Rewrite the data below as a numbered list with one line per number, skipping the blank lines and leaving out any pictures.
--- --- ---
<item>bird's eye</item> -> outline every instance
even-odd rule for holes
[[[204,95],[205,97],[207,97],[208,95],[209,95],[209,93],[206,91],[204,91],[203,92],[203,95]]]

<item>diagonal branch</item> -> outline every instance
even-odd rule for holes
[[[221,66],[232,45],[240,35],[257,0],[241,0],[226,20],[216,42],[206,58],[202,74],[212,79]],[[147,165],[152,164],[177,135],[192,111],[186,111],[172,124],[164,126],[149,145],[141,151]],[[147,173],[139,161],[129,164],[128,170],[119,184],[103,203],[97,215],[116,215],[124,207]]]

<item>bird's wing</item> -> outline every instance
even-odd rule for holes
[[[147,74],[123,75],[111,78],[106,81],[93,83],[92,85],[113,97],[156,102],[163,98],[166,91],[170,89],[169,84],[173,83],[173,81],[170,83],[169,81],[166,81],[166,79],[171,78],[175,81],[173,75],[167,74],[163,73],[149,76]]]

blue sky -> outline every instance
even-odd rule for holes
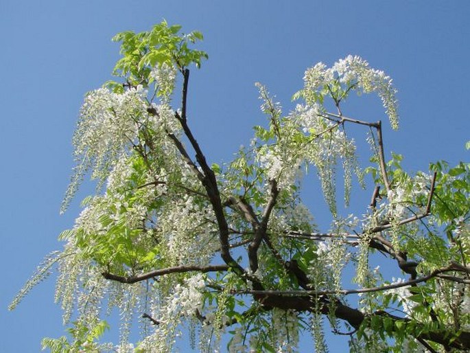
--- --- ---
§ Result below
1. <item>bird's eye</item> -> outline every instance
2. even-odd rule for holes
3. [[[204,95],[205,97],[207,97],[208,95],[209,95],[209,93],[206,91],[204,91],[203,92],[203,95]]]
4. <item>diagonal branch</item> -> outline every instance
5. even-odd rule for holes
6. [[[221,66],[232,45],[240,35],[257,0],[241,0],[226,20],[216,42],[206,58],[202,74],[212,79]],[[147,165],[152,164],[177,135],[192,111],[186,111],[172,124],[164,126],[149,145],[141,151]],[[147,173],[139,161],[129,164],[128,170],[119,184],[103,203],[97,215],[116,215],[124,207]]]
7. <item>bird's wing</item> -> outline every instance
8. even-odd rule for holes
9. [[[147,74],[123,75],[111,78],[106,81],[93,83],[92,85],[113,97],[156,102],[163,98],[166,91],[170,89],[169,84],[173,83],[173,81],[170,83],[169,81],[166,81],[166,79],[171,78],[175,81],[173,75],[167,74],[163,73],[149,76]]]
10. blue sky -> outline every instance
11. even-odd rule for holes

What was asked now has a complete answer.